> _The data_:

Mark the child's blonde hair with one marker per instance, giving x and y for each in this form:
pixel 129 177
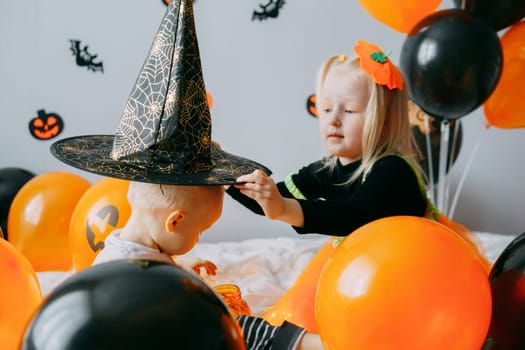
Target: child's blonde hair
pixel 387 126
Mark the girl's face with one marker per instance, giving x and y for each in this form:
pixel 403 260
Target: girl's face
pixel 342 108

> _What to do_: What should appear is an exact copy of the lines from the one containing "pixel 129 177" through the last line of the records above, pictures excluded.

> _Finished task_:
pixel 129 177
Target: child's blonde hair
pixel 387 126
Mark the girl's face with one marker per instance, giving x and y for each in this form:
pixel 403 260
Target: girl's face
pixel 342 108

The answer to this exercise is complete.